─── Extracted material

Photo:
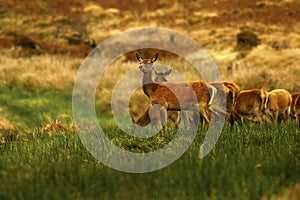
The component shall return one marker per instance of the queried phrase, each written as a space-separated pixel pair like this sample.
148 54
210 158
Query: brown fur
279 105
249 105
191 94
295 107
228 90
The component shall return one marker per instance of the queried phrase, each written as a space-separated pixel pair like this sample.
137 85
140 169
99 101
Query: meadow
247 163
42 46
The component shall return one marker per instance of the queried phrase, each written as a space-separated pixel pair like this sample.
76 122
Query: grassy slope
248 163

──────

### [Activity]
Would you retype every record above exactly, leaving out the pictures?

### [Solved problem]
Photo:
The component shall return one marker per instance of the queried phrase, each written as a space-separated pixel pair like this sample.
148 54
210 158
Query: brown fur
279 105
249 105
191 94
295 107
228 90
The component shall return one marker per instance of the queried phrase, each written as a space-separated pixel pair like this sample.
137 85
140 169
99 101
Query: meadow
247 163
42 46
The component shall return one marker per instance of the queried phrase, each written as a space-separated pixel pair like this sample.
76 122
Query: grassy slope
248 163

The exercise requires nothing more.